§ **Action item A**
Which book and series titles does the Children of Time review name?
§ **Action item B**
Could you carry the Children of Time review forward from its last sentence?

§ **Page extract**
I picked up an Adrian Tchaikovsky book before (Empire in Black and Gold), recollect enjoying what I read of it, but it unfortunately fell during a time when some shitty things were happening in my life and I lost my reading mojo. Now I’ve read Children of Time and am considering going back to take a look at those Shadows of the Apt books.
If any book appears here it is because I finished it, so right away it is to me an enjoyable book. Life is too short for anything else and anything that doesn’t make the grade after a few chapters ends up in the charity shop bag. In fact that usually happens after just a few pages. This one made the grade in spades.
Two story threads weave the whole together with on the one hand the travails of the survivors of the human race travelling out in an arc ship to find the remains of a previous old empire, and on the other an uplift project (the space station concerned of course being called the Brin) – the terraforming of a world and the placement of a ‘barrel of monkeys’ there to rise to civilization. The driver of this is a nano-virus that accelerates evolution by dint of making acquired abilities heritable. This is overseen by Doctor Avrana Kern who, to survive during a rebellion in that old empire, becomes an amalgam of an upload of herself, her cold coffin body and the computer system of the satellite she occupies. The project goes wrong, and what rises to intelligence and civilization is somewhat unexpected. Okay, that’s enough, since I don’t want to give the plot away.

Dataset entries
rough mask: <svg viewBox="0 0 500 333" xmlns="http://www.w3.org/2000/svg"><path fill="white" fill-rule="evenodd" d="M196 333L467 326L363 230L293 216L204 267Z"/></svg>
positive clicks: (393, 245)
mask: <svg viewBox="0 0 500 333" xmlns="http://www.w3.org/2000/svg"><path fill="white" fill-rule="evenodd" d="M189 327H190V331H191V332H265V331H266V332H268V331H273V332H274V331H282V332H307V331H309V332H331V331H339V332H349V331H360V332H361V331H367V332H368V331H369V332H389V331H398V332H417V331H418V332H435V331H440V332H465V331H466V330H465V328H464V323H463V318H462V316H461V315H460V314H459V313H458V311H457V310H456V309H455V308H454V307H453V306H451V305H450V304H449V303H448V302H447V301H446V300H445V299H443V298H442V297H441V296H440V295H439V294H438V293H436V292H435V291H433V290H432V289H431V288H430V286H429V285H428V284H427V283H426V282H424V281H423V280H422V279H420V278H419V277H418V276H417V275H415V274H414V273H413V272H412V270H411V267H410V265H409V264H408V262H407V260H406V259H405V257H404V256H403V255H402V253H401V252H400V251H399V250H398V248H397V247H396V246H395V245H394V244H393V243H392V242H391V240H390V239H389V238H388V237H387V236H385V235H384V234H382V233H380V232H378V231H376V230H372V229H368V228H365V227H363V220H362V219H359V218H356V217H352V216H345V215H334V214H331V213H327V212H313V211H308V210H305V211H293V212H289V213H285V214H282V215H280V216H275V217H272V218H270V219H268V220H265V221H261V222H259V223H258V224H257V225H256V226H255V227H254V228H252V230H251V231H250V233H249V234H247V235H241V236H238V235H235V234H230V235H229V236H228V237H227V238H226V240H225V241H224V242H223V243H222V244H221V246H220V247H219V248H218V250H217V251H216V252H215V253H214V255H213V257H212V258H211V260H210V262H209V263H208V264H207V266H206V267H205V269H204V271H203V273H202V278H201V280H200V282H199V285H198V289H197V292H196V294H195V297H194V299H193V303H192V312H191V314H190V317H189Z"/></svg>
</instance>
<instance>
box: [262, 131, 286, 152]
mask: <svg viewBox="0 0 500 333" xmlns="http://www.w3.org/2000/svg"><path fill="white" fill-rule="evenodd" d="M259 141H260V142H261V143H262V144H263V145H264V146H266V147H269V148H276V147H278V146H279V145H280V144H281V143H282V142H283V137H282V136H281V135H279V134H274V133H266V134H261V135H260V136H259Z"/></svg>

§ **Output A**
Empire in Black and Gold, Children of Time, Shadows of the Apt

§ **Output B**
This being a doorstep of a book I had my doubts about whether I could stick with it, but over 600 pages of science fiction goodness I enjoyed myself immensely. The rise of the ‘alien’ race parallels (and nicely diverges from) the rise of humanity and the world-building there is excellent. I did get an ‘oh shit’ moment with the battle of the sexes turned on its head (but for perfectly understandable biological reasons) but fortunately it didn’t lapse into proselytizing on gender politics as seems par for the course elsewhere. The thread aboard the arc ship kept my nose in the book too – at no point did I think ‘Nah, move along’. I cared about the characters there and on the terraformed world.
Thoroughly recommended.
Added this to my reading list, thank you!